EXERCISE REQUIREMENTS -> Let your answer be the line containing "Locate every grass" and every line below it to the end of the records, copied exactly.

EXTRACTED RECORDS ->
—————

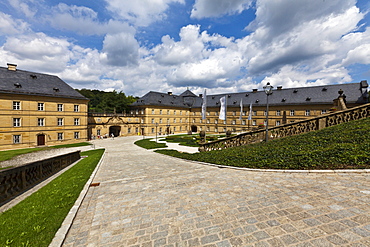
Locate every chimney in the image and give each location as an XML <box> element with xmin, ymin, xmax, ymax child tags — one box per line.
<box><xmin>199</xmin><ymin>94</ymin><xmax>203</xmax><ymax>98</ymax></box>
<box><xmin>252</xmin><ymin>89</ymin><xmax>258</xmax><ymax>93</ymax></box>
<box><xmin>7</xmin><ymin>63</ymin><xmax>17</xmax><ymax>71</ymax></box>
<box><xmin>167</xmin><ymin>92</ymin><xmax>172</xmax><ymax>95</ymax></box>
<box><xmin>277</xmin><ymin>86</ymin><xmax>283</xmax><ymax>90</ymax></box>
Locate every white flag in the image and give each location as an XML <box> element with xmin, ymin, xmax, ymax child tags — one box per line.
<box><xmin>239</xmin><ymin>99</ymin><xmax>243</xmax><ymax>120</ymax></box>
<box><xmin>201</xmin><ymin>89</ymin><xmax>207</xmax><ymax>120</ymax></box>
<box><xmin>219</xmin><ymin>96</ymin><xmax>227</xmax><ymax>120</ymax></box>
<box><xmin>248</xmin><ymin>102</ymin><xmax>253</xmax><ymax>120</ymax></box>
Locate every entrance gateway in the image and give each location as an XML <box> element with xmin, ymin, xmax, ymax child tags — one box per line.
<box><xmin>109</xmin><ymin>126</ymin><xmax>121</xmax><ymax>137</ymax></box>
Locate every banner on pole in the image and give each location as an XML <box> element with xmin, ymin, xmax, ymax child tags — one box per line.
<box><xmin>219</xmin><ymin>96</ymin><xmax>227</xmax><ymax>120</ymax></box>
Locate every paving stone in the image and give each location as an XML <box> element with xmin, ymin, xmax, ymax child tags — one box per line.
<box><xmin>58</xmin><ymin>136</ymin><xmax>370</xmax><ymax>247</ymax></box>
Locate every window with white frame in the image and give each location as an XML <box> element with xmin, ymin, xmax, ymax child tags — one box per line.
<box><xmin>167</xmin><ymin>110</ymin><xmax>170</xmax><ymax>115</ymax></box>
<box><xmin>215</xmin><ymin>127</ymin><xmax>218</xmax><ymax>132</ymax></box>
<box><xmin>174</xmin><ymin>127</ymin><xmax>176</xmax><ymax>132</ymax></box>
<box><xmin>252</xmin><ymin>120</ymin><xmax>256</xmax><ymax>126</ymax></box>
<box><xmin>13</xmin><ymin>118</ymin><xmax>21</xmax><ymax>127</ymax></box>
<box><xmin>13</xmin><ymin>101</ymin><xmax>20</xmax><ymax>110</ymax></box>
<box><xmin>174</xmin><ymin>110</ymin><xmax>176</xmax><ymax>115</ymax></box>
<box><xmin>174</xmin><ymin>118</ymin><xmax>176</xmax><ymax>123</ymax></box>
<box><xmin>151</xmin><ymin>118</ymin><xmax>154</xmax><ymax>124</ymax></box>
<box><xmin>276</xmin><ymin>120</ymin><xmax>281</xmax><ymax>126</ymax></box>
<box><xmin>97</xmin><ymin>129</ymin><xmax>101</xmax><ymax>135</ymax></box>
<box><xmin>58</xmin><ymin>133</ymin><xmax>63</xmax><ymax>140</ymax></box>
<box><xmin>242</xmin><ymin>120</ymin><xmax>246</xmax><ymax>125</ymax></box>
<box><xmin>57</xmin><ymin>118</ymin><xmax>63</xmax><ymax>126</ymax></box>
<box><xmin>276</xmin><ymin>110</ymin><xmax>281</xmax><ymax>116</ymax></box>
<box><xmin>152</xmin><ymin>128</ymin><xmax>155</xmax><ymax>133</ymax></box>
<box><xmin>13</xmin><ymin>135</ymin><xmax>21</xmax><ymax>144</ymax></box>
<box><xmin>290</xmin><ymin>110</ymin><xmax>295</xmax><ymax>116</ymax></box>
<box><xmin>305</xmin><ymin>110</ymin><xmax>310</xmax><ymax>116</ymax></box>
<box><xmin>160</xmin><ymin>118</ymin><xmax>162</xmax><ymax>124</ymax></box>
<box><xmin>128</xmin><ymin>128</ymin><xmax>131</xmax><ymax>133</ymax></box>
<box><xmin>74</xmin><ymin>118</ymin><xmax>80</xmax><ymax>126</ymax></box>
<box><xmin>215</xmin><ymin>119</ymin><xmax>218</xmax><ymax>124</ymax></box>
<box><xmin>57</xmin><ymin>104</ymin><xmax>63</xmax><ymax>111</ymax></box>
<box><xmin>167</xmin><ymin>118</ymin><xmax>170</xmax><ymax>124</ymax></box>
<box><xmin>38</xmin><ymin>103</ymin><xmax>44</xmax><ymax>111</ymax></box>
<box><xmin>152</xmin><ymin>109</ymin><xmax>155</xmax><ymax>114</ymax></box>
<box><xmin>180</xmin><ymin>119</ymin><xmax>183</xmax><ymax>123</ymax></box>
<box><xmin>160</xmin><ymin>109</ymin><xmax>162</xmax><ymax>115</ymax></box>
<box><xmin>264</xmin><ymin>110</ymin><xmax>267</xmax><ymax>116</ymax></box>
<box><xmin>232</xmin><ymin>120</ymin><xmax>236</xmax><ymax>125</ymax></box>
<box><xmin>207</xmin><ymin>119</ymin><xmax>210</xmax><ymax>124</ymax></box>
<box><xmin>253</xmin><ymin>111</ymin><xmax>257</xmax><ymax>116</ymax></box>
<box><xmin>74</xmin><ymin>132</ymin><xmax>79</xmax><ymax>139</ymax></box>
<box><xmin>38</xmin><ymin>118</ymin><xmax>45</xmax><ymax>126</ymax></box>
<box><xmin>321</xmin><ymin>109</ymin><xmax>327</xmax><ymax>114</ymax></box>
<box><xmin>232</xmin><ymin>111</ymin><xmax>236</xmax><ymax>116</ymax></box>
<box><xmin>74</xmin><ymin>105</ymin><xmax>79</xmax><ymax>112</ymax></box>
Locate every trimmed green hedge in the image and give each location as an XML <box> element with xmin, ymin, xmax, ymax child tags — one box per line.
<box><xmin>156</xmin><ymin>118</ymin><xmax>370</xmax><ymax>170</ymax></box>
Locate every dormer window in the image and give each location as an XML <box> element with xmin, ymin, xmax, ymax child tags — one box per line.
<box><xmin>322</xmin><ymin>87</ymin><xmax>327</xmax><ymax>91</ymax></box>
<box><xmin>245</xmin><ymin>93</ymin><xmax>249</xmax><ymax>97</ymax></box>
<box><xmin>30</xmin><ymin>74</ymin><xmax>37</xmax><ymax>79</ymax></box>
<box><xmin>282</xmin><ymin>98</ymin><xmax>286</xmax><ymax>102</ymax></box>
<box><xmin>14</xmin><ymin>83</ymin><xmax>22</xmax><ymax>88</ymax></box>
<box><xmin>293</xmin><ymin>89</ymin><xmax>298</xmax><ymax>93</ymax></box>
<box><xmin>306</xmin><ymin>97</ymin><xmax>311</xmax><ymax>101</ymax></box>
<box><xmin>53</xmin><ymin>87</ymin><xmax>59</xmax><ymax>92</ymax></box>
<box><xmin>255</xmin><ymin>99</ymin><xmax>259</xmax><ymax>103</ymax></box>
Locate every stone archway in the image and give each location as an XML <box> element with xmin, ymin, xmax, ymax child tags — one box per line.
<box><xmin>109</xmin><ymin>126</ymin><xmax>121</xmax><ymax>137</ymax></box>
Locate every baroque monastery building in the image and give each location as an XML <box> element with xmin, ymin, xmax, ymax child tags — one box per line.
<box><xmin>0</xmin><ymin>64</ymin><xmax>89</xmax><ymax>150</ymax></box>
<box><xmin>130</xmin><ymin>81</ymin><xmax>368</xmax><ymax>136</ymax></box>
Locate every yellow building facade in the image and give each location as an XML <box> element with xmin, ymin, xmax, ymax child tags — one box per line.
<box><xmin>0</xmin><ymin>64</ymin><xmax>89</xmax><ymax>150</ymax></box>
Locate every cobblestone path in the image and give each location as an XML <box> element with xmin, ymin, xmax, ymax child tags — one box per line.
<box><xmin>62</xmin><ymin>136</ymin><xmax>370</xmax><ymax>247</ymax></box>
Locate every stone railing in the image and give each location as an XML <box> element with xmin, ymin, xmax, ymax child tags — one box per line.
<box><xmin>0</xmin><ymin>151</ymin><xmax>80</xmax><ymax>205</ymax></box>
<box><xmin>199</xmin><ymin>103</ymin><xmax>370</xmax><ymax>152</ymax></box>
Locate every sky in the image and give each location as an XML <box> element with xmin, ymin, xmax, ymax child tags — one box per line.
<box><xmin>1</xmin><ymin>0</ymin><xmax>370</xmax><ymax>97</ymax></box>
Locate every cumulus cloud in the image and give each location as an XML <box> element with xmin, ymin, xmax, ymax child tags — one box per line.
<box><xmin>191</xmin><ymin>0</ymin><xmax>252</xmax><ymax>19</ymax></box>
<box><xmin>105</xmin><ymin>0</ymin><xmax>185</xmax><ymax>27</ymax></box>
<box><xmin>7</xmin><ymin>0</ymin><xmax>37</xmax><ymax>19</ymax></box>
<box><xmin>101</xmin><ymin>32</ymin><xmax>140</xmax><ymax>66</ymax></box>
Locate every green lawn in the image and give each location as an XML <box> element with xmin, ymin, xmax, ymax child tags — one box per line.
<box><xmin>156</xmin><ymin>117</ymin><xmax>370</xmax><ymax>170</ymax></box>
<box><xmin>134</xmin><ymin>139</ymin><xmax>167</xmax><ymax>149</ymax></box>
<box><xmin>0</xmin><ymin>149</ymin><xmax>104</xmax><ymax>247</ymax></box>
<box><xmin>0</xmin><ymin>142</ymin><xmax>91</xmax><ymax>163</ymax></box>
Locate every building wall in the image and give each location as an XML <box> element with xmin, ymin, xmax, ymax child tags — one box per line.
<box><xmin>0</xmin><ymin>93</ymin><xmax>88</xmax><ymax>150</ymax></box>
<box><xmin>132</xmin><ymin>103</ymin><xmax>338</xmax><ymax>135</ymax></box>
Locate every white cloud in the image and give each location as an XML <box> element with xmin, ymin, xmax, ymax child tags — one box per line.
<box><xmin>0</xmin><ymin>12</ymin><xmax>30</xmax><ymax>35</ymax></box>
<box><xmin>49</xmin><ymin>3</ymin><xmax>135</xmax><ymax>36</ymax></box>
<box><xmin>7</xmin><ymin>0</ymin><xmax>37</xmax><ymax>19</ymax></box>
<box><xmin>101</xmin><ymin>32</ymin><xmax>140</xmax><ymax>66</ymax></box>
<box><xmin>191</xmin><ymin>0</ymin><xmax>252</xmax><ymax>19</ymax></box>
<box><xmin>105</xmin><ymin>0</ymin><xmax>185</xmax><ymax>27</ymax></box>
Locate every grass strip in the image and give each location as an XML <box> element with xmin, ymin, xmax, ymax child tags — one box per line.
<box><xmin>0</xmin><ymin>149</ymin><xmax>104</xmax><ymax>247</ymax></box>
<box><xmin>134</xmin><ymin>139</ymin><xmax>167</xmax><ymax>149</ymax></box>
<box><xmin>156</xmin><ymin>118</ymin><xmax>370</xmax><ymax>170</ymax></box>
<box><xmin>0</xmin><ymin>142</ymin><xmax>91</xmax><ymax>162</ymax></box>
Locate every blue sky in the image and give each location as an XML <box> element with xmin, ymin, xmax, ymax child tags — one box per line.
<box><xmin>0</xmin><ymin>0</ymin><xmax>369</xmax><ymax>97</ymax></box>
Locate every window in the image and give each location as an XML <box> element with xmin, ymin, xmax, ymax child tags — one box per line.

—————

RESULT FOR THIS EXERCISE ->
Locate every grass strip in the image and give each location as an XML <box> element with xmin, ymin, xmax, ymax child tags — one box per line.
<box><xmin>0</xmin><ymin>149</ymin><xmax>104</xmax><ymax>247</ymax></box>
<box><xmin>134</xmin><ymin>139</ymin><xmax>167</xmax><ymax>149</ymax></box>
<box><xmin>156</xmin><ymin>118</ymin><xmax>370</xmax><ymax>170</ymax></box>
<box><xmin>0</xmin><ymin>142</ymin><xmax>91</xmax><ymax>162</ymax></box>
Locate every blue sky in the image and give each location as an XML <box> element with xmin, ymin, xmax, ymax child tags — one box per line.
<box><xmin>0</xmin><ymin>0</ymin><xmax>369</xmax><ymax>97</ymax></box>
Locate every window in the image and give each location as an XML <box> element with xmin, ymin, xmax, ymax child tags — one box per line.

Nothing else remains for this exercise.